# Start of Text

Photograph by Revolution Films/Picture House
Sterner Stuff: Rob Brydon (left) and Steve Coogan goof on the 18th century in Michael Winterbottom's 'Tristram Shandy: A Cock & Bull Story.'

Breech Birth

Michael Winterbottom wrestles Laurence Sterne's unfilmable 'Tristram Shandy' to a cinematic draw

By Richard von Busack

AH, MICHAEL Winterbottom—often depressing, sometimes half-baked, always tenacious. The British director has tried everything: serial-killer liaisons (Butterfly Kiss), sober-sided Thomas Hardy adaptations (Jude), small-camera erotica (9 Songs) and visionary sci-fi (Code 46). His best movie, 24 Hour Party People, borrowed energy from the Manchester music explosion and included the most apropos use of Boethius' The Consolation of Philosophy since A Confederacy of Dunces. Winterbottom struggles courageously in the underfunded British film industry. He is politically evolved and certainly sensitive, and he works his wintery bottom off. So it seems tragic that his films are so rarely worth seeing twice.

His meta-adaptation of Tristram Shandy epitomizes the drifting, unsatisfying technique that's kept his work from catching on outside of England. Winterbottom's Tristram Shandy: A Cock & Bull Story offers a behind-the-scenes look at the making of a fictional film version of Lawrence Sterne's The Life and Opinions of Tristram Shandy, Esq. (published 1759-67).

# End of Text

▶ _Directives_:
- 1) For each statement (a)–(c), answer yes or no according to the film review, and quote the review's words that decide it. (a) The review calls 24 Hour Party People Winterbottom's best movie. (b) The review describes Code 46 as small-camera erotica. (c) The review says Winterbottom works in a well-funded film industry.
- 2) List every film by Michael Winterbottom that the film review names.

# Start of Data entries

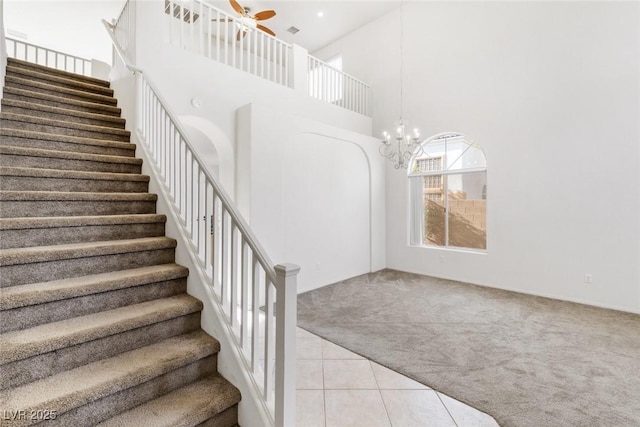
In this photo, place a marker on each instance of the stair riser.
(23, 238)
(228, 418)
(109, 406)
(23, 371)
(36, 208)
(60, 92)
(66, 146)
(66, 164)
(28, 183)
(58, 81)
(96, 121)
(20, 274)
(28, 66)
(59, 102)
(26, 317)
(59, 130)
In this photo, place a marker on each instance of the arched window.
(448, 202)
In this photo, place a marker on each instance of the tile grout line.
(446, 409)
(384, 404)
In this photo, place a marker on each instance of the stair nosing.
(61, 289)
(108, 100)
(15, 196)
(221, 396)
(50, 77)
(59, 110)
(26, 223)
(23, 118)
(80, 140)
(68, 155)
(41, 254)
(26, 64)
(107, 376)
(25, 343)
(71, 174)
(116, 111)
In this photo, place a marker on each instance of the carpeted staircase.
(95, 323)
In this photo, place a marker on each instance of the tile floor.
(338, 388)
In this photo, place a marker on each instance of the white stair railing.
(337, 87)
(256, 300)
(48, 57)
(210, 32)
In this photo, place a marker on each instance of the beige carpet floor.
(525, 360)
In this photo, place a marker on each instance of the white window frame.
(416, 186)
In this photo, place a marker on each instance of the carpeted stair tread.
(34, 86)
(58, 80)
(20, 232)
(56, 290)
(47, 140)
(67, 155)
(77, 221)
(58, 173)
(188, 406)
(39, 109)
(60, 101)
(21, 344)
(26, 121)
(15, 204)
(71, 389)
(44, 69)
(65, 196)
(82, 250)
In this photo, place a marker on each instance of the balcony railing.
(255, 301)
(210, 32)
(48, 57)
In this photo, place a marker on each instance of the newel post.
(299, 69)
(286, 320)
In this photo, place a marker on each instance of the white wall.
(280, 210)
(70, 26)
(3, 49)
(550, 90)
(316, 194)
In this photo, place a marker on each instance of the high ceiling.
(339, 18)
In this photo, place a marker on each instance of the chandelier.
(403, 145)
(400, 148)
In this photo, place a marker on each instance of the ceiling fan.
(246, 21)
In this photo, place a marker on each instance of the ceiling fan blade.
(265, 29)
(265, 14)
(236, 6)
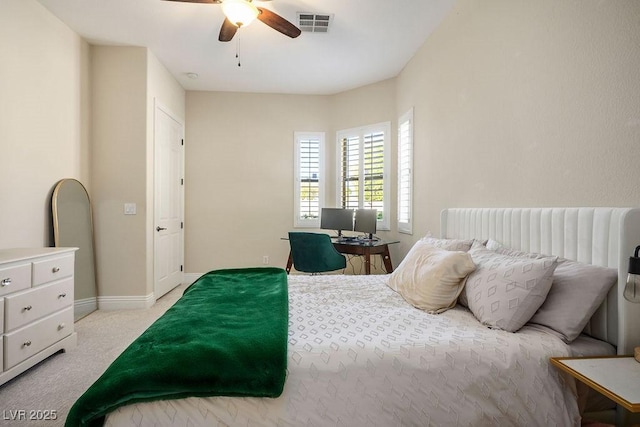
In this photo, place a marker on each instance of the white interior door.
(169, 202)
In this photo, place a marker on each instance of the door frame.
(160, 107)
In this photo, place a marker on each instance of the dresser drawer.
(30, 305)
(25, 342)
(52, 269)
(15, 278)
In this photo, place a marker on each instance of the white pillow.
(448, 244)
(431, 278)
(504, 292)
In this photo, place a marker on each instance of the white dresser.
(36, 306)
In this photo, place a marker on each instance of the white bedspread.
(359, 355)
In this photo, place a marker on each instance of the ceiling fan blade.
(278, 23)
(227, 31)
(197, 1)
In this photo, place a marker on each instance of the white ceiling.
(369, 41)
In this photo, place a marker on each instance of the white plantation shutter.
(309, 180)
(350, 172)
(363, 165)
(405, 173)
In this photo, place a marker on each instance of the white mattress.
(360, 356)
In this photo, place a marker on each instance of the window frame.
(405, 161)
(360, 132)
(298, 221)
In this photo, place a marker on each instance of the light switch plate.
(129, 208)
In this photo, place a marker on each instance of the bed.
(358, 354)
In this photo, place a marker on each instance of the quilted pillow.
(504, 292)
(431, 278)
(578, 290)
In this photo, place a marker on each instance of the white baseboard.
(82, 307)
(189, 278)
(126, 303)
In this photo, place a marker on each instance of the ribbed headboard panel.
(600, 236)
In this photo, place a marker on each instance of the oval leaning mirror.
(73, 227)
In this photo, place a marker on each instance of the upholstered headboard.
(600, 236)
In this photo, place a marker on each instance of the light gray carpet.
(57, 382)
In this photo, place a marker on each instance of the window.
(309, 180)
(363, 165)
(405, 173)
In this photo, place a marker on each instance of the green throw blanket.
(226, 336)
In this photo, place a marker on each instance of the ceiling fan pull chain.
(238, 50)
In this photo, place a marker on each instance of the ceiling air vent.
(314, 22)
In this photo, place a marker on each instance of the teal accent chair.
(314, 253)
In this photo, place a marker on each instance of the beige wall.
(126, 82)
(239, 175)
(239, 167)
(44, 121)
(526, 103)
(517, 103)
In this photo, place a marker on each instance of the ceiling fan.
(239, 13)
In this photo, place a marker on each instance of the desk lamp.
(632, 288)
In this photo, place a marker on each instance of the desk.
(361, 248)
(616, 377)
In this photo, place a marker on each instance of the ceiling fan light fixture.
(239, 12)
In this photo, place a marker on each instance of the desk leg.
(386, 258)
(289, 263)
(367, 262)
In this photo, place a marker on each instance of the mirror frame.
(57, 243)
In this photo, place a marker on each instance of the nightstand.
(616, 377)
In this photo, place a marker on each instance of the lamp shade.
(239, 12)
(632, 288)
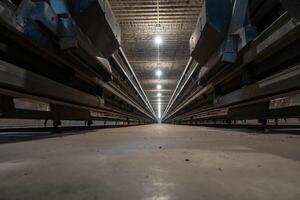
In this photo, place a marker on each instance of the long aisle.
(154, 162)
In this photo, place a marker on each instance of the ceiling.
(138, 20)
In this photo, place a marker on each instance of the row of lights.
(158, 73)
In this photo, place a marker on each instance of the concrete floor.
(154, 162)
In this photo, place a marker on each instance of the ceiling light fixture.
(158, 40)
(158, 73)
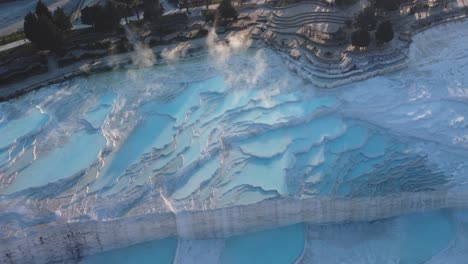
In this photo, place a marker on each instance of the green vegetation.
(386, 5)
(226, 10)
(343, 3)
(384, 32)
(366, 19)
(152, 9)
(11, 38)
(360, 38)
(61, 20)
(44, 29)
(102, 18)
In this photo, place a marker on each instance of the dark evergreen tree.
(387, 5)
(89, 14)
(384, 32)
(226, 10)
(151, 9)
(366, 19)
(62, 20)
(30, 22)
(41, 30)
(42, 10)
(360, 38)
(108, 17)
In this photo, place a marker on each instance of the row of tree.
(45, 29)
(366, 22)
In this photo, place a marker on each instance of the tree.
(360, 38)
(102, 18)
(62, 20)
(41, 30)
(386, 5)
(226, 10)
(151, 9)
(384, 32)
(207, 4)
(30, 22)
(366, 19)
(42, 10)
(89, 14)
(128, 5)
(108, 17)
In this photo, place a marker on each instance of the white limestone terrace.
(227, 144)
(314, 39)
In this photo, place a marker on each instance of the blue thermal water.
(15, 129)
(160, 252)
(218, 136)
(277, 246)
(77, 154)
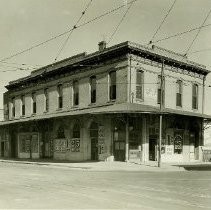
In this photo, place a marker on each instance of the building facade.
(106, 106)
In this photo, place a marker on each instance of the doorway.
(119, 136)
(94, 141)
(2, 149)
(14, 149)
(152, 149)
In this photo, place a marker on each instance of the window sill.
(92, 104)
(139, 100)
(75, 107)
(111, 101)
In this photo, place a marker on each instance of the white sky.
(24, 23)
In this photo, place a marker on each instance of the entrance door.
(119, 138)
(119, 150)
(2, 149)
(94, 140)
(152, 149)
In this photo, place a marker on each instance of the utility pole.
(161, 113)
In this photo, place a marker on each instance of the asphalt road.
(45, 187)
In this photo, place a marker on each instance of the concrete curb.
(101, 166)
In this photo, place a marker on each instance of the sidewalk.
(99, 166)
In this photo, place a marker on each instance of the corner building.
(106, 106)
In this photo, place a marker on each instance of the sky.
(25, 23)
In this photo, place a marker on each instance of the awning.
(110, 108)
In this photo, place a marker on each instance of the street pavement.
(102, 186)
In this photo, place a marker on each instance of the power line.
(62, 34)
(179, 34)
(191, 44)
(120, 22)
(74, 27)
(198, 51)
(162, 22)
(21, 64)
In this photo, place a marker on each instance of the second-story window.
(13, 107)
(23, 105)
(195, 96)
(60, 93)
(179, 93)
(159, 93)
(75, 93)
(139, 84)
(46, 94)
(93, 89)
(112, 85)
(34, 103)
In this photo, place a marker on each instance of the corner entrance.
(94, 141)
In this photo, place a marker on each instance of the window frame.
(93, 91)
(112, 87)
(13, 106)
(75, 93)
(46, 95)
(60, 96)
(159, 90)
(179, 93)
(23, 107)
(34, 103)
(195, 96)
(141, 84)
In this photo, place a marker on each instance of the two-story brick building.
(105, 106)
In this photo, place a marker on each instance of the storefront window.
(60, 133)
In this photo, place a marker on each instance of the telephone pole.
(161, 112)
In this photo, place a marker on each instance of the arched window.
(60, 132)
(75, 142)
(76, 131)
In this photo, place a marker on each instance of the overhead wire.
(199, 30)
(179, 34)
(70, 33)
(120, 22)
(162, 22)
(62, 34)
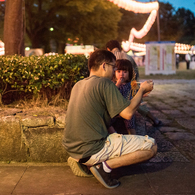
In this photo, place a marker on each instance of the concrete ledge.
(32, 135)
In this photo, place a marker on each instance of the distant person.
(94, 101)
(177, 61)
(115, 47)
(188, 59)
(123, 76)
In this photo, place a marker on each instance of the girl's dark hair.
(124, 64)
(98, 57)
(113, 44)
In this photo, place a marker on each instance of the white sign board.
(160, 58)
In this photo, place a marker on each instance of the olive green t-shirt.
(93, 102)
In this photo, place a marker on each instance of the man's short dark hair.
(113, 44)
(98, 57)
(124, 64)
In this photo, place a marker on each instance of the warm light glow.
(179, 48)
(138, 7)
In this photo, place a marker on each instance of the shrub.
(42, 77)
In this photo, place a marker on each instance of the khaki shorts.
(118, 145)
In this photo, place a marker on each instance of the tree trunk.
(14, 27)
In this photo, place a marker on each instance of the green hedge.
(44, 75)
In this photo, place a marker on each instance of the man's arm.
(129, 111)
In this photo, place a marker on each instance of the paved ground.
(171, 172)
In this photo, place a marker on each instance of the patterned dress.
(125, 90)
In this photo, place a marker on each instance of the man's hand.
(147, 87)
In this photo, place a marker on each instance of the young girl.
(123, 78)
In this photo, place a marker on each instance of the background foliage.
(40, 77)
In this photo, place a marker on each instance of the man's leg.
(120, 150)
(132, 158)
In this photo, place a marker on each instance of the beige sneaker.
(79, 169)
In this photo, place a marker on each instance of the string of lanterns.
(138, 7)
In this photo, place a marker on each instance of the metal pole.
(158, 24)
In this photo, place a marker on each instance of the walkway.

# End of Data entries

▶ _Completed exercise_:
- 1)
(a) Yes: "His best movie, 24 Hour Party People"
(b) No: "visionary sci-fi (Code 46)"
(c) No: "Winterbottom struggles courageously in the underfunded British film industry."

- 2)
- Butterfly Kiss
- Jude
- 9 Songs
- Code 46
- 24 Hour Party People
- Tristram Shandy: A Cock & Bull Story